• _What is asked_:
Select every line in the entries below that contains the word "drawer". Case counts.

• _Data supplied_:
_ _ _
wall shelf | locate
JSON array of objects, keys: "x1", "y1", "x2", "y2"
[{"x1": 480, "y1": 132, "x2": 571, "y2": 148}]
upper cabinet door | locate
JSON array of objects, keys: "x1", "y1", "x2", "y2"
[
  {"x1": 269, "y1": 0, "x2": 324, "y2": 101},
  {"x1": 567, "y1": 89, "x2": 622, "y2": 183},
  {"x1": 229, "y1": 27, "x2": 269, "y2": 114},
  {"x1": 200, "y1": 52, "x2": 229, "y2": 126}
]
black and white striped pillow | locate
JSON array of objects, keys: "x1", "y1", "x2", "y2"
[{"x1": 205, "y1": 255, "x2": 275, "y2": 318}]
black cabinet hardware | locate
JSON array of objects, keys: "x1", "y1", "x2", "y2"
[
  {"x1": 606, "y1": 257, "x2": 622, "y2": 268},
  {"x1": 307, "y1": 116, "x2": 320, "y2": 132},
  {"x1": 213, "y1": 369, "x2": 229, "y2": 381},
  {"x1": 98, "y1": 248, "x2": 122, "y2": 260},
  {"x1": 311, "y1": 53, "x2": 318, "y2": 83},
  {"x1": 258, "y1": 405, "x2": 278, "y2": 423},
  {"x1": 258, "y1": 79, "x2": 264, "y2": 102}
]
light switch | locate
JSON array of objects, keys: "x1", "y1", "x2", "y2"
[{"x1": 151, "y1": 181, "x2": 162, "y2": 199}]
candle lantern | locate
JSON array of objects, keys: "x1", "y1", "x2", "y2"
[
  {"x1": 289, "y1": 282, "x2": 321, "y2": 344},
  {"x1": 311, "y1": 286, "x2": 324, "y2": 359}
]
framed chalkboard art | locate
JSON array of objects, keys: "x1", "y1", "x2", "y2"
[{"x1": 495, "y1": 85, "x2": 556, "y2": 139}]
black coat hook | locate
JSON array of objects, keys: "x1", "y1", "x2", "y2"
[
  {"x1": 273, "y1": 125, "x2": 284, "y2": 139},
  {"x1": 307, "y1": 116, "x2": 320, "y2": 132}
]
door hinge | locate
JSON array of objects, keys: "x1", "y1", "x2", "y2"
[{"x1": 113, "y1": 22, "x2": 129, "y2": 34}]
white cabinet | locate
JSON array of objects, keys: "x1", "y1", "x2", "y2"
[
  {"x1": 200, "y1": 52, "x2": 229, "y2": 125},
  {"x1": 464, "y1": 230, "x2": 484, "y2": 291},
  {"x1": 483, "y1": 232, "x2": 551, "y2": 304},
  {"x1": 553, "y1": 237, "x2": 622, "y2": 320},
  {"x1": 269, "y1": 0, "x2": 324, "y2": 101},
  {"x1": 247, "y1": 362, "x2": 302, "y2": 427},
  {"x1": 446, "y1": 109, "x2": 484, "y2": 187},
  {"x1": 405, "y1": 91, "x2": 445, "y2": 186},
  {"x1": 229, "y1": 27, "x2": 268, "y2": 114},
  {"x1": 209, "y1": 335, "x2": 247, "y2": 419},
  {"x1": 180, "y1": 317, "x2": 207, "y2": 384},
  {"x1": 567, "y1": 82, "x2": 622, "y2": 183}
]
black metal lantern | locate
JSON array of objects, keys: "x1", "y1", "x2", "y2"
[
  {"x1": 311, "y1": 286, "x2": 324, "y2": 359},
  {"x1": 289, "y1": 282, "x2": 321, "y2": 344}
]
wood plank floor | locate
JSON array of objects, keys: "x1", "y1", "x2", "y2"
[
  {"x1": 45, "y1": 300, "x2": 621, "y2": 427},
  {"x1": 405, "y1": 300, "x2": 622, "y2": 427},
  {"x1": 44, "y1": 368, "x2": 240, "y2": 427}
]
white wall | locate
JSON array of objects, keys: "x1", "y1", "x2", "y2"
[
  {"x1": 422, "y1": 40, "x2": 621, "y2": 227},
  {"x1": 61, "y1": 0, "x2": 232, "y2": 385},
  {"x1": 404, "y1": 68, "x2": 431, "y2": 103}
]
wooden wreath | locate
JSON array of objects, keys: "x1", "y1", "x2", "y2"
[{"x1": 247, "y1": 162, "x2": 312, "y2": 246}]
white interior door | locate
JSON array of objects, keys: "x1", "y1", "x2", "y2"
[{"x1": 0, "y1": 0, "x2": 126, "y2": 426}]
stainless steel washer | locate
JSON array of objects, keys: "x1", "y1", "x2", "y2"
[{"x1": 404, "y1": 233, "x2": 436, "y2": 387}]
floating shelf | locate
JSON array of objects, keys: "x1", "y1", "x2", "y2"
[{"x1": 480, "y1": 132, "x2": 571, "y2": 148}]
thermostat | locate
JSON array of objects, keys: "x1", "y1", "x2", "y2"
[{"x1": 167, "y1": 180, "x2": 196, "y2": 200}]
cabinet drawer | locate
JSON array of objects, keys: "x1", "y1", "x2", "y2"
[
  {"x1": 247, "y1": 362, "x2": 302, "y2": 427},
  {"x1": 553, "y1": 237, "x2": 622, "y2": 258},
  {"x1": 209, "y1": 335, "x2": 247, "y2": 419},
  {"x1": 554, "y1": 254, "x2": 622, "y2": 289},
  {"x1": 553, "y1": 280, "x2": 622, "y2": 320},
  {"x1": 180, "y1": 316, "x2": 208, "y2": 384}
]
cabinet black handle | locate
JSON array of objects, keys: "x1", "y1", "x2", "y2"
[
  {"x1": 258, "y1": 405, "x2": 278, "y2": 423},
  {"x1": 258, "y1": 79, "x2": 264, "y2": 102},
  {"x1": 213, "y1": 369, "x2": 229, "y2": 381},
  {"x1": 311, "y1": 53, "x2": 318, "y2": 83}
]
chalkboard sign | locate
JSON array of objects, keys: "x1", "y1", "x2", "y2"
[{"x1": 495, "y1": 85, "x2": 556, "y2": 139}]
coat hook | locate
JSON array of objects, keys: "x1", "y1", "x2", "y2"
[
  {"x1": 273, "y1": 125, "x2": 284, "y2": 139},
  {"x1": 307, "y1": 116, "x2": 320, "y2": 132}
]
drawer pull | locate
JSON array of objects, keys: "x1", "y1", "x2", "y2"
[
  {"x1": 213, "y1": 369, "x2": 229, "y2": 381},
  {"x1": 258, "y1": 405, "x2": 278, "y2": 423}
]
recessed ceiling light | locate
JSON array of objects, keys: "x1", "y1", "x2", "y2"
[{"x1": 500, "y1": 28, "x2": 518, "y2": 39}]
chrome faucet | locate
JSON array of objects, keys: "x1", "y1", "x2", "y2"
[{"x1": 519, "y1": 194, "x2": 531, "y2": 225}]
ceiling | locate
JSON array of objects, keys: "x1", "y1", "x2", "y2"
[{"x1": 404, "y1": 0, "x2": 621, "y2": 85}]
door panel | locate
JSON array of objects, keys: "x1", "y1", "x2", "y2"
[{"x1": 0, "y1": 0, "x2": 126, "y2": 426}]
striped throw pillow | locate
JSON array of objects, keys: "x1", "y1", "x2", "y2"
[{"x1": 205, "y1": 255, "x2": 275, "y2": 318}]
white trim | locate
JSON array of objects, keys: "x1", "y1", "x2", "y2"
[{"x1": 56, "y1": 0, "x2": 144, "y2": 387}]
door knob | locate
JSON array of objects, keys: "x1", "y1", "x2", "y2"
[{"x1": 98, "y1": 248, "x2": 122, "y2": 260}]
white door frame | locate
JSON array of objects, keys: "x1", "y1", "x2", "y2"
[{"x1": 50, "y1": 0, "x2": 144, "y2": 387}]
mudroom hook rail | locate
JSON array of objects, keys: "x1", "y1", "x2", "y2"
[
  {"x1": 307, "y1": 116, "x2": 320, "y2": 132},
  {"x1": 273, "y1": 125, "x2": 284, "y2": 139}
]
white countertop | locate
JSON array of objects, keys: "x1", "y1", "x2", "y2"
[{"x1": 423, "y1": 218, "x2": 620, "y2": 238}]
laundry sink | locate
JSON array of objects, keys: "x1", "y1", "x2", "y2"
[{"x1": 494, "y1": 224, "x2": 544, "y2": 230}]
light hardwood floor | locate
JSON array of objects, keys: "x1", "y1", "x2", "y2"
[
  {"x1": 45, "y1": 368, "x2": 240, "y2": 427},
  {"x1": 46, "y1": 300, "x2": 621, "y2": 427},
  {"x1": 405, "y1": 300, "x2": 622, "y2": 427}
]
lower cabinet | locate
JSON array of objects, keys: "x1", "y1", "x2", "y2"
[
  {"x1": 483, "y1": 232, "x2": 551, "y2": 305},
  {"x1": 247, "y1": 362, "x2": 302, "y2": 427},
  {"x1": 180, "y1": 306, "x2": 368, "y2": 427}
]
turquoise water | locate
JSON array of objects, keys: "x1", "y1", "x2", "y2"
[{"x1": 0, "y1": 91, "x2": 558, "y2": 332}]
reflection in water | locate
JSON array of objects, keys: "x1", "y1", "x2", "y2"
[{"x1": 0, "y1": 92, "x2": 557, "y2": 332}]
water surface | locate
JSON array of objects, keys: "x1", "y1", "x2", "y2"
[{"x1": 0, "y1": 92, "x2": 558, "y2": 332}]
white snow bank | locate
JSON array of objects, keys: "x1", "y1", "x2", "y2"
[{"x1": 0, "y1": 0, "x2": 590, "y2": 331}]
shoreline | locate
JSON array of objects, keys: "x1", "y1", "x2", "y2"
_ _ _
• _Correct output_:
cabinet drawer | locate
drawer pull | locate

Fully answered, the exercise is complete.